▶ **Requisiti del compito**: Prosegui il testo sui voucher nel lavoro domestico, riprendendo subito dopo l'ultima frase riportata.

Tornano i voucher nel lavoro domestico. Ma, avverte Domina, “l’esperienza insegna che servono a poco senza incentivi alle famiglie“. I voucher previsti in legge di bilancio si applicano alle attività lavorative di natura occasionale. La reintroduzione dei voucher per lavoro occasionale e stagionale è destinata quindi principalmente ai settori dell’agricoltura, del turismo e dei servizi alla persona. Con riferimento in particolare al lavoro domestico. “L’obiettivo di questo provvedimento sarebbe far emergere il lavoro irregolare. Rendendo più snella la regolarizzazione per i lavoratori che svolgono poche ore settimanali o brevi periodi durante l’anno”, avverte l’Associazione nazionale famiglie datori di lavoro domestico . L’esperienza italiana, prosegue Domina, “dimostra però che, almeno nel lavoro domestico, strumenti di questo tipo non sono mai stati molto utilizzati dalle famiglie. Tranne che quando collegati ad incentivi e bonus.
E’ utile al riguardo ripercorrere la storia dei voucher nel lavoro domestico. Introdotti in Italia nel 2003 (legge 30 del 2003, “Legge Biagi”), i voucher erano inizialmente riservati a studenti e pensionati nel settore agricolo. Ma sono stati progressivamente estesi a tutti i settori. L’abolizione avvenne nel 2017. Evitando quindi il referendum abrogativo già in programma per il maggio di quell’anno. Fino al 2017, dunque, i voucher erano consentiti per lavori occasionali con compensi complessivamente non superiori a 5.000 euro annui. Nella versione del 2023, questa soglia sale a 10.000 euro. Nel 2016, anno di massima espansione di questo strumento, i lavoratori coinvolti sono stati 1,7 milioni. Con una media di 75 ore pro-capite. E un importo lordo medio di 746 euro. In quell’anno, i lavoratori domestici coinvolti furono poco più di 50 mila. Pari al 3% dei lavoratori complessivamente interessati.
Anche osservando la somma dei voucher utilizzati tra il 2013 e il 2017, il lavoro domestico ha beneficiato solo del 4,1% dei buoni. Mentre i settori che ne hanno fatto maggiormente ricorso sono il commercio (18,0%) e il turismo (16,2%), secondo le elaborazioni dell’ Osservatorio Domina su dati Inps. Dopo l’abolizione dei voucher, nel 2017 è stato istituito il Libretto Famiglia (Legge numero 96 del 21 giugno 2017), Uno strumento rivolto alle persone fisiche non nell’esercizio di attività professionale o d’impresa. Per gestire alcune categorie specifiche di lavoro. Ossia piccoli lavori domestici. Inclusi i lavori di giardinaggio, di pulizia o di manutenzione. Assistenza domiciliare ai bambini e alle persone anziane, ammalate o con disabilità. Insegnamento privato supplementare.

▶ **Dati forniti**:
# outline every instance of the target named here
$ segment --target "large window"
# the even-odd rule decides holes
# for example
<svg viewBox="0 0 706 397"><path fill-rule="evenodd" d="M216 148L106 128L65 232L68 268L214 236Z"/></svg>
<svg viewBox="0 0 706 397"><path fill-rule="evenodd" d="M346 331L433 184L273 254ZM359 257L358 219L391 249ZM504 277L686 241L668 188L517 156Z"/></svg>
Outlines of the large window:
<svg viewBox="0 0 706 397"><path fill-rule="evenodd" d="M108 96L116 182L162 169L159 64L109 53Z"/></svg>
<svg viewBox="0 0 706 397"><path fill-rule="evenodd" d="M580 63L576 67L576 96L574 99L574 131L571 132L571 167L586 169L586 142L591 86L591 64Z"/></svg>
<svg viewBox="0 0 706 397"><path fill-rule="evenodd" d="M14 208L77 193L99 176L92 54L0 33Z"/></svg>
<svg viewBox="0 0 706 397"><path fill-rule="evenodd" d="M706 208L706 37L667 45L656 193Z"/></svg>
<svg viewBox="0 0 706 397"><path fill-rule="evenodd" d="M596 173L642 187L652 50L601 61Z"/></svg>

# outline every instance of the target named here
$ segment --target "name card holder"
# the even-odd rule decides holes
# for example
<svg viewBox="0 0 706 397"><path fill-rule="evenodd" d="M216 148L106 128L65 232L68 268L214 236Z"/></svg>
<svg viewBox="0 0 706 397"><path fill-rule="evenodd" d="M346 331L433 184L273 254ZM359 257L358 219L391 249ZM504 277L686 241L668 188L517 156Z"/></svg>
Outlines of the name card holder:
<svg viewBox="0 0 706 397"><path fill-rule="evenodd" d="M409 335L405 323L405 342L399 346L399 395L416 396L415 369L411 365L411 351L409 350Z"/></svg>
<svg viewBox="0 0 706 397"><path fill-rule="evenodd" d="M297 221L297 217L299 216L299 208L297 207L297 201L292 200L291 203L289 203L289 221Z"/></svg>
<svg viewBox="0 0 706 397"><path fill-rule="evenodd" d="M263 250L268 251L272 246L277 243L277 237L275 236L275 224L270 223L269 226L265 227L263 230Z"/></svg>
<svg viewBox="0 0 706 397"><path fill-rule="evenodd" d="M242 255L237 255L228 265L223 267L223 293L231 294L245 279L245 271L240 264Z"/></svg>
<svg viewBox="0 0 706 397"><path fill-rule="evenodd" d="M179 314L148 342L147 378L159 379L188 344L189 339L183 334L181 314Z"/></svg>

▶ **Risposta al problema**:
Nel periodo pre-pandemia questo strumento aveva un utilizzo piuttosto limitato. Con un numero medio di lavoratori inferiore a 10 mila al mese nei quattro trimestri del 2019. Il Libretto Famiglia ha registrato un improvviso aumento nel 2020 a seguito dell’emergenza Covid. E in particolare dell’istituzione del Bonus BabySitting. Il numero medio di lavoratori mensili ha così raggiunto i 43 mila nel primo trimestre. E ha superato i 200 mila nel secondo trimestre. Per poi tornare a diminuire nella seconda metà del 2020. 119 mila di media nel terzo trimestre. E 12 mila nel quarto. Nel 2021, dopo un lieve rialzo nel primo trimestre, i dati relativi al numero medio di lavoratori pagati tramite Libretto Famiglia sembrano tornare ad attestarsi ai livelli pre-Covid. Nel 2022, infine, i dati relativi ai primi sei mesi (fornitura personalizzata Inps per Domina) confermano questa tendenza. Con una media vicina ai 12 mila lavoratori al mese.
I dati evidenziano quindi come i voucher e il Libretto Famiglia siano sempre stati poco utilizzati dalle famiglie per la gestione del rapporto di lavoro domestico. L’eccezione è rappresentata dai periodi in cui vigono incentivi pubblici. Come il Bonus Baby-Sitting durante la pandemia. Lorenzo Gasparrini è il segretario generale di Domina (Associazione Nazionale Datori di Lavoro Domestico. Firmataria del contratto collettivo nazionale sul lavoro domestico. “L’esperienza dei voucher e del Libretto Famiglia insegna che questi strumenti, da soli, non sono sufficienti- afferma Gasparrini-. Non bastano a favorire la regolarizzazione nel lavoro domestico. L’emersione del “nero” è invece favorita da incentivi e strumenti fiscali a sostegno delle famiglie”. Da anni, ad esempio, Domina chiede la piena deducibilità dei costi. Quelli sostenuti dalle famiglie per l’assistenza e la cura a domicilio.